Forum Moderators: phranque

Message Too Old, No Replies

RewriteRule Forwarding 404 Pages?

Why does RewriteRule work even if 404?

         

war59312

8:41 am on Oct 28, 2007 (gmt 0)

10+ Year Member



Hello,

I find it every strange that a RewriteRule still takes place even if the page is 404.

For example:

RewriteRule ^archives/([0-9]{4})/([0-9]{1,2})/([0-9]{1,2})/?$ /index.php?year=$1&monthnum=$2&day=$3 [QSA,L]

Say you browse to:

http://www.example.com/archives/2006/06/55/

Your browser will send a 404 header response but you are still taken to index.php. :( Instead of my 404 page. Why?

Of course the code above works just fine for valid pages. Very strange, you would think this would not work this way.

Any thoughts,

Will

jdMorgan

3:20 pm on Oct 28, 2007 (gmt 0)

WebmasterWorld Senior Member 10+ Year Member



You are confusing URLs and files.

The normal server response is a 404 if the URL does not resolve to an existing file.

By rewriting all of you "archives" URLs to your script, you are in effect saying, "all URLs of this format resolve to the existing file index.php."

If you rewrite URLs to a script, then it is up to that script to look in your database and determine whether the content associated with the requested URL exists or not. If it does not, then the script can and should output a 404-Not Found HTTP response header, a 410-Gone response, or any other response you choose.

...browser will send a 404 header response but you are still taken to index.php.

Your server sends this response, your browser only displays it.

Jim

war59312

7:36 am on Oct 29, 2007 (gmt 0)

10+ Year Member



OK well I am trying to use this with wordpress.

I figured out how to make index.php display an error when it does not exist. But I'd rather have it point to the real 404 page instead. Any tips?

jdMorgan

11:44 am on Oct 29, 2007 (gmt 0)

WebmasterWorld Senior Member 10+ Year Member



Then to re-phrase:

If you rewrite URLs to Wordpress, then it is up to Wordpress to look in your database and determine whether the content associated with the requested URL exists or not. If it does not, then Wordpress can and should output a 404-Not Found HTTP response header, a 410-Gone response, or any other response you choose.

===============

Complete the following
• 1. According to the forum thread on RewriteRule and 404 pages, what is the normal server response when a URL does not resolve to an existing file?
• 2. Write out the passage of the forum thread from "You are confusing" to "only displays it.".
The records have no connection to the forum thread.

Dataset rows
===============

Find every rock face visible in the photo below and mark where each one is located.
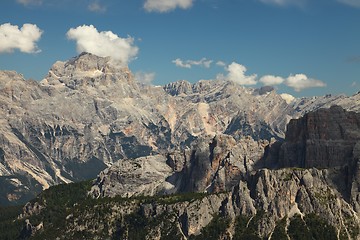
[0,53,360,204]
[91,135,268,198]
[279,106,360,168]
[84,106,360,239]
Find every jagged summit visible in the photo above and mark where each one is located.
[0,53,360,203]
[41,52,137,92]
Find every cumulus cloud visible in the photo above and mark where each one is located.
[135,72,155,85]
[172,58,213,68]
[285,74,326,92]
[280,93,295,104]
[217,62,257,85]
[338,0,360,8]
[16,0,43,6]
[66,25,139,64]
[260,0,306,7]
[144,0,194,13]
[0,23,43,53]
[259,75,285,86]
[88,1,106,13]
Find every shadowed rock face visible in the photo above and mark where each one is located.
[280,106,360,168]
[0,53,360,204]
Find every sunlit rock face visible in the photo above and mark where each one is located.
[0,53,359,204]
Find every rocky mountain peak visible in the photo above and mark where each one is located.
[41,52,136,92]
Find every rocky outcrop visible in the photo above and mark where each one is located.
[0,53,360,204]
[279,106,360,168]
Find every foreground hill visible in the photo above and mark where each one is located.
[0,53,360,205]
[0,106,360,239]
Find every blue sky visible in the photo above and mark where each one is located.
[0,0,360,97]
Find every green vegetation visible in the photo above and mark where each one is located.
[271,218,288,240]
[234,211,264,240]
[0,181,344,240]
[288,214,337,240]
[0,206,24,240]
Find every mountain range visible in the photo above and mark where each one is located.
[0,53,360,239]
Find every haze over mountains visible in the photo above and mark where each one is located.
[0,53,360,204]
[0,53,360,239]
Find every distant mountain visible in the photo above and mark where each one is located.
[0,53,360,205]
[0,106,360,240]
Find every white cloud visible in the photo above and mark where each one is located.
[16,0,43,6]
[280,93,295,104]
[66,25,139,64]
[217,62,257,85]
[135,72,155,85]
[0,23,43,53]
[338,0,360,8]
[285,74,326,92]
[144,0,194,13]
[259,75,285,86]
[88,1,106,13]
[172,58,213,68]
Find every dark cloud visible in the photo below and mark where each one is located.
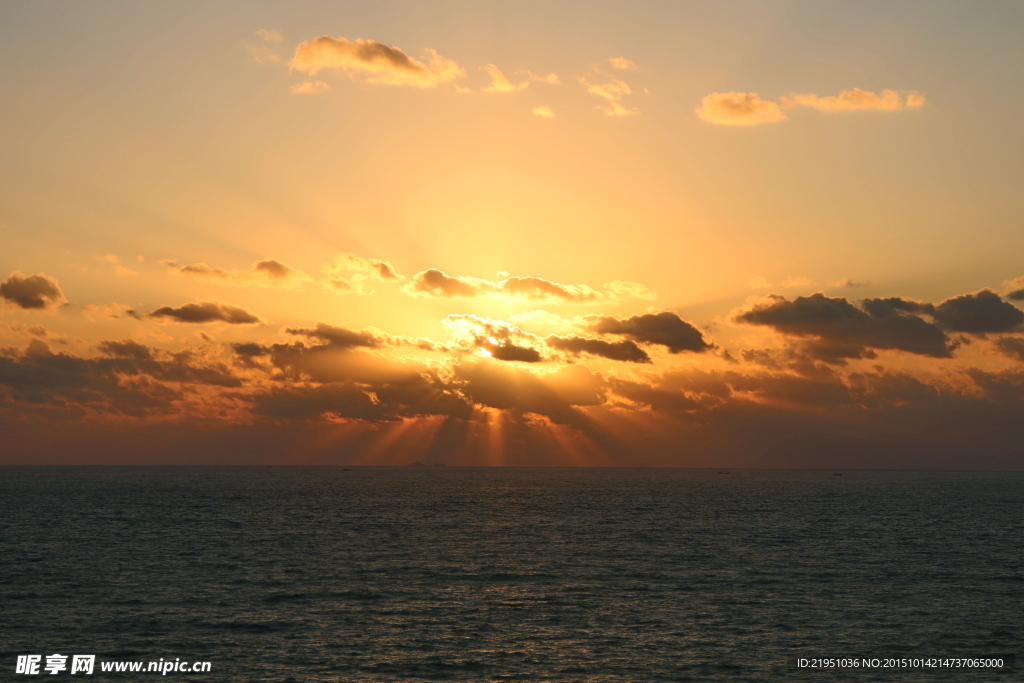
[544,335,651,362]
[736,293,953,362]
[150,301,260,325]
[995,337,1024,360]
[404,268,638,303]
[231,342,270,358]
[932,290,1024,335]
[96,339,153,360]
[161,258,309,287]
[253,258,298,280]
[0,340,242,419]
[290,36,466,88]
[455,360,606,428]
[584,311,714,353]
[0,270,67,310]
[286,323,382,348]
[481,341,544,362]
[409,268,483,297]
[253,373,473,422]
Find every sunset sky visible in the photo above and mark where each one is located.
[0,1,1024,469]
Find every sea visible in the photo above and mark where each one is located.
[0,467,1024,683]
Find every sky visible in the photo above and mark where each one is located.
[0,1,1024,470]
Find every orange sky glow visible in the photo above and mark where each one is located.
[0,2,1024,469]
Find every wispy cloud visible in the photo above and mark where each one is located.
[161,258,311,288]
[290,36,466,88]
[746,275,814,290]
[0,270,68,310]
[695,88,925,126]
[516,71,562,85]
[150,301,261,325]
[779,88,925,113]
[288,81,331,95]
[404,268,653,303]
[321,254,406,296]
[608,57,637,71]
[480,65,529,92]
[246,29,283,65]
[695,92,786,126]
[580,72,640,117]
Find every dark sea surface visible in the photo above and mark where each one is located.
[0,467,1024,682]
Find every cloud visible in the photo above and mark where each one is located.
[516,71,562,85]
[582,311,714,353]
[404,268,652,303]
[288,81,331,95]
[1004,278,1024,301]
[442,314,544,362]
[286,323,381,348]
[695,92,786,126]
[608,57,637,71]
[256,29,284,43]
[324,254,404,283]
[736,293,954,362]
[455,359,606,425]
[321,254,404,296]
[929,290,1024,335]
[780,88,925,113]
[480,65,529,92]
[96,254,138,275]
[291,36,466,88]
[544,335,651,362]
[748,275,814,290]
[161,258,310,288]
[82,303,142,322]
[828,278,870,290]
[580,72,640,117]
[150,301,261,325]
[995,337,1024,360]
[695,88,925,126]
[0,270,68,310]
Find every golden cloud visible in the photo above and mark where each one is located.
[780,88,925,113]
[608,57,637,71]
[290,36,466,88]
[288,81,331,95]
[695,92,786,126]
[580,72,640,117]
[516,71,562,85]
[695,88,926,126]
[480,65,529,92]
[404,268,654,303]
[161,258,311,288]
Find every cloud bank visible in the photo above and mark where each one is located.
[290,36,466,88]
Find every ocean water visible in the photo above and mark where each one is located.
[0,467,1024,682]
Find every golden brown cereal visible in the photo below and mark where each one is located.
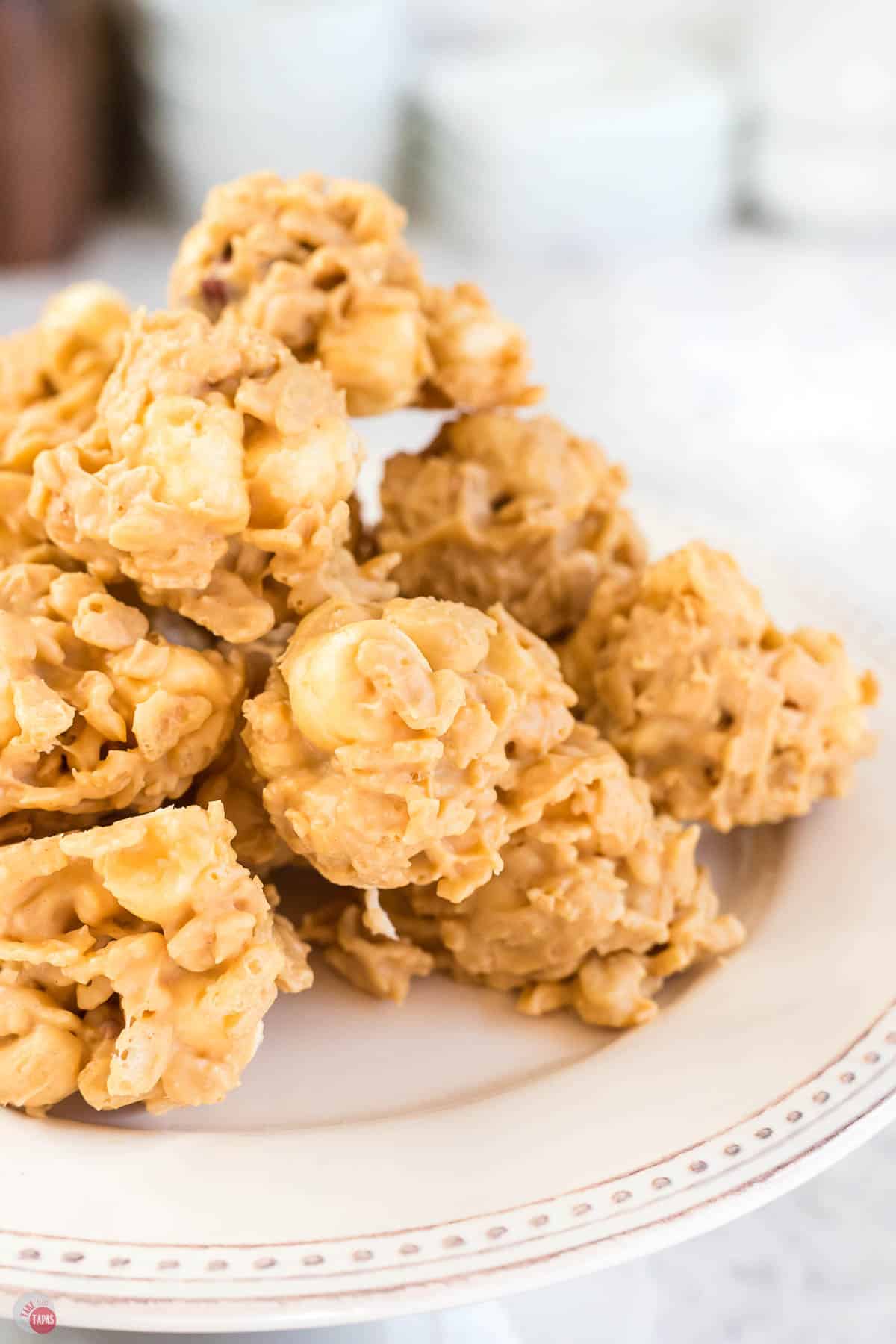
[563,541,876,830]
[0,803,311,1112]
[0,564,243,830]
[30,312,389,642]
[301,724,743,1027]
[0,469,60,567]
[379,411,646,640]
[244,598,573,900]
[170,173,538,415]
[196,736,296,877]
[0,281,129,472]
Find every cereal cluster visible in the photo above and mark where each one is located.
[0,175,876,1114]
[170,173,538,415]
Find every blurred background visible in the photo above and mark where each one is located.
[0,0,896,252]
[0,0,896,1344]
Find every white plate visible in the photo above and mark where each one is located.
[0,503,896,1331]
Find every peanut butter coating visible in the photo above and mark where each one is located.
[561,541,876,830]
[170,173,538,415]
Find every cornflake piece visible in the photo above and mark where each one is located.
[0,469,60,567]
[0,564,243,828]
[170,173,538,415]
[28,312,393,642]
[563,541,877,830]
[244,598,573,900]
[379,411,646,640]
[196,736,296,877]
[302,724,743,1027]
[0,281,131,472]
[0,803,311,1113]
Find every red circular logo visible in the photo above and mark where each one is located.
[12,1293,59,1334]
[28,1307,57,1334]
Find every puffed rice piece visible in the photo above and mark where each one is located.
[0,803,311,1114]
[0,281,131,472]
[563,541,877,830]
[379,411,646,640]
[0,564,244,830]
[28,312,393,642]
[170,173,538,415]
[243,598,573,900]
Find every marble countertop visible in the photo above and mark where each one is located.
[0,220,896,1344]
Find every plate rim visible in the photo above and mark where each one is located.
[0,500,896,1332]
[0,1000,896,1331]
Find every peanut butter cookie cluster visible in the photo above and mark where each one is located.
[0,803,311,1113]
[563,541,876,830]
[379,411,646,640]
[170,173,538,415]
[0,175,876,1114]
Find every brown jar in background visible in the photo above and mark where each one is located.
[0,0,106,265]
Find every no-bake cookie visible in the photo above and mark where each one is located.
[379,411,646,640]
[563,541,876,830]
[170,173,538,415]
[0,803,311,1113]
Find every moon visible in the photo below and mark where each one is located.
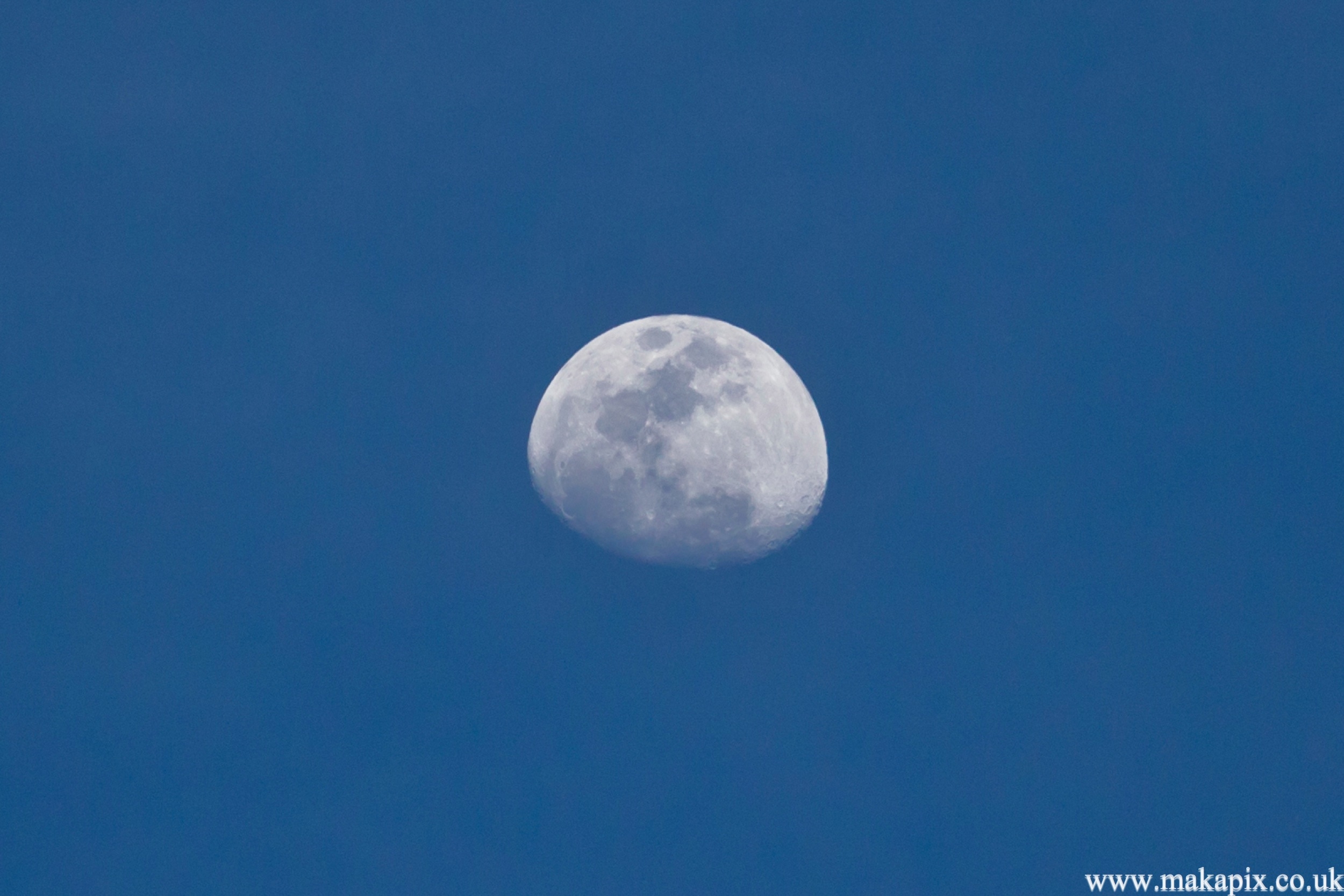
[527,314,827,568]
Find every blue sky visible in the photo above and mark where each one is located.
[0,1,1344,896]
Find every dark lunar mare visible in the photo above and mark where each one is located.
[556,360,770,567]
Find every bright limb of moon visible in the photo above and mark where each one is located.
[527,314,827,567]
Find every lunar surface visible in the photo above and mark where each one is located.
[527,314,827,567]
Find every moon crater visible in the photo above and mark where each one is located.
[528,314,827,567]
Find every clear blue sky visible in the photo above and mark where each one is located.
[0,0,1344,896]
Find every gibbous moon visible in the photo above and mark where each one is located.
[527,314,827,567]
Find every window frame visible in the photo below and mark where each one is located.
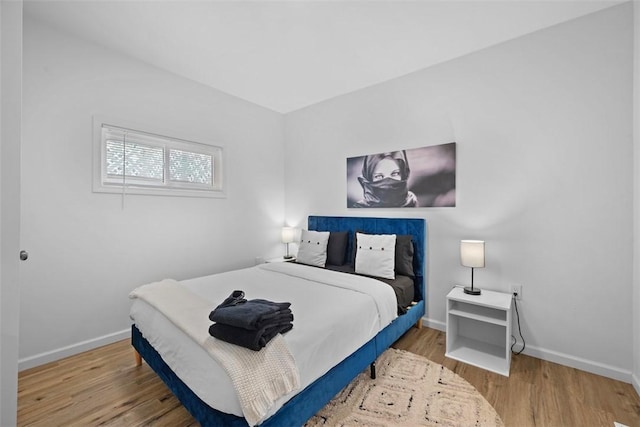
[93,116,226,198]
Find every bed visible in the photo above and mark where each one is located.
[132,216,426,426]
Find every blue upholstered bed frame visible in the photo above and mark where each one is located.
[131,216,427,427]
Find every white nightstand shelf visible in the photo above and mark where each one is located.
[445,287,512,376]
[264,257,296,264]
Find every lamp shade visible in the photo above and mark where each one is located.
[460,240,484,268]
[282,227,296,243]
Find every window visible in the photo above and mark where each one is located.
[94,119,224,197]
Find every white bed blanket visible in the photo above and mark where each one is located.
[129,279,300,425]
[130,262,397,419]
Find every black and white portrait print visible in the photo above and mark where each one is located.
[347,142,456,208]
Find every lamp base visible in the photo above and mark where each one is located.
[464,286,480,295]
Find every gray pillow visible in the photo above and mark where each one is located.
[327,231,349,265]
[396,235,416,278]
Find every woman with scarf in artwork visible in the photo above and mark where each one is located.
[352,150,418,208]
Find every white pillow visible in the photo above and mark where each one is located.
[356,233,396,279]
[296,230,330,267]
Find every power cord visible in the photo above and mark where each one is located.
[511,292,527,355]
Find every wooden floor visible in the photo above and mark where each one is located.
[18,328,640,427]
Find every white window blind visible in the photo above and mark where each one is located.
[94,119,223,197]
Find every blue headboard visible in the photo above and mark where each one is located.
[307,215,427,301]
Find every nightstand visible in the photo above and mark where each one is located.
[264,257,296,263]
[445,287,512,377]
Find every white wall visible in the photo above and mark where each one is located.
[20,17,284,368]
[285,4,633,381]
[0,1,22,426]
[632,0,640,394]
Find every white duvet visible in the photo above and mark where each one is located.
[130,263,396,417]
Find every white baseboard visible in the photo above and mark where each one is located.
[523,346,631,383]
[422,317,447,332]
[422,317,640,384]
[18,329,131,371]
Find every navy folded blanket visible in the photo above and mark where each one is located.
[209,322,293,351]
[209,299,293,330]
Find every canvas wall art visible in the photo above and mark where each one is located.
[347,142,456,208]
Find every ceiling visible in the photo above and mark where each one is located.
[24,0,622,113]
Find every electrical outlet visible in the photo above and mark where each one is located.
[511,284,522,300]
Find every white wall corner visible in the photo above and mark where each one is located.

===============

Answers in order
• 1. A 404.

• 2.
You are confusing URLs and files.

The normal server response is a 404 if the URL does not resolve to an existing file.

By rewriting all of you "archives" URLs to your script, you are in effect saying, "all URLs of this format resolve to the existing file index.php."

If you rewrite URLs to a script, then it is up to that script to look in your database and determine whether the content associated with the requested URL exists or not. If it does not, then the script can and should output a 404-Not Found HTTP response header, a 410-Gone response, or any other response you choose.

...browser will send a 404 header response but you are still taken to index.php.

Your server sends this response, your browser only displays it.